Point-based annotation data
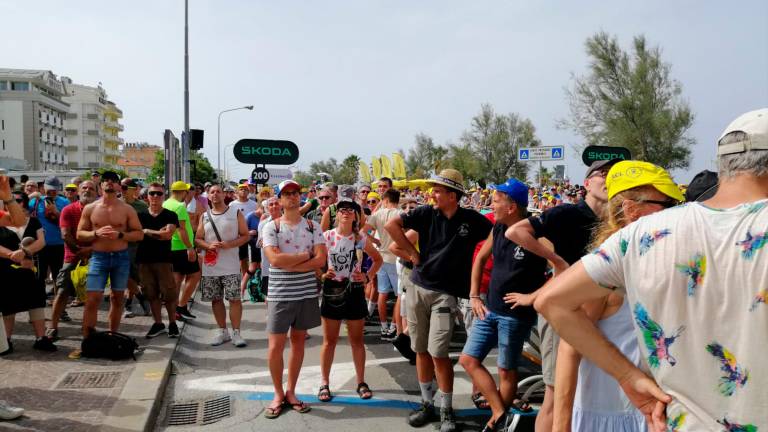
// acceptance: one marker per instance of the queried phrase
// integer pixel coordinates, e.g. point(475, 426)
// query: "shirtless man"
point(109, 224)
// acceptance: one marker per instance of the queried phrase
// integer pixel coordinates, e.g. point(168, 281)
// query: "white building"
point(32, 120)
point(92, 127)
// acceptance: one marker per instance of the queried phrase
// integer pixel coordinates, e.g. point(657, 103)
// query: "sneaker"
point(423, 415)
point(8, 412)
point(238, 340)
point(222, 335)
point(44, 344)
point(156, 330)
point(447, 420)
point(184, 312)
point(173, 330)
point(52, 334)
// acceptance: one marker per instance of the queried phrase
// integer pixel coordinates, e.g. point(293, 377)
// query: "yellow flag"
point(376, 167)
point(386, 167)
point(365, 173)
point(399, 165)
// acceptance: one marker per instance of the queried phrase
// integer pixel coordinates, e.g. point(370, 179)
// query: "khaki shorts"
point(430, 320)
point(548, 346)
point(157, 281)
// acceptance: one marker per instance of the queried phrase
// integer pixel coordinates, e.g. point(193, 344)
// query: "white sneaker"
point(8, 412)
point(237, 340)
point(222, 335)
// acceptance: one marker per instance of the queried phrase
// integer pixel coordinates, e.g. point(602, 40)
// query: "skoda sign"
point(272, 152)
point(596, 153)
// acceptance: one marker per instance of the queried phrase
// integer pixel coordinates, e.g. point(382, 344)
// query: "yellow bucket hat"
...
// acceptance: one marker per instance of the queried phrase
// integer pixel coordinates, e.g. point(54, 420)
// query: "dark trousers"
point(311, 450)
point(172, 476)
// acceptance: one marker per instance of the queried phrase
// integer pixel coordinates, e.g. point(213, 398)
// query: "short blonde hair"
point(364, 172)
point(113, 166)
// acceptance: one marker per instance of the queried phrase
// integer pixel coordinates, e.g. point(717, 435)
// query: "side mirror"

Set problem
Find each line in the rows that contains the string "query" and copy it out in full. Case matters.

Response
// query: "shirtless man"
// query: "white building"
// query: "sneaker"
// query: "yellow flag"
// query: "khaki shorts"
// query: "white sneaker"
// query: "skoda sign"
// query: "yellow bucket hat"
// query: "dark trousers"
// query: "short blonde hair"
// query: "side mirror"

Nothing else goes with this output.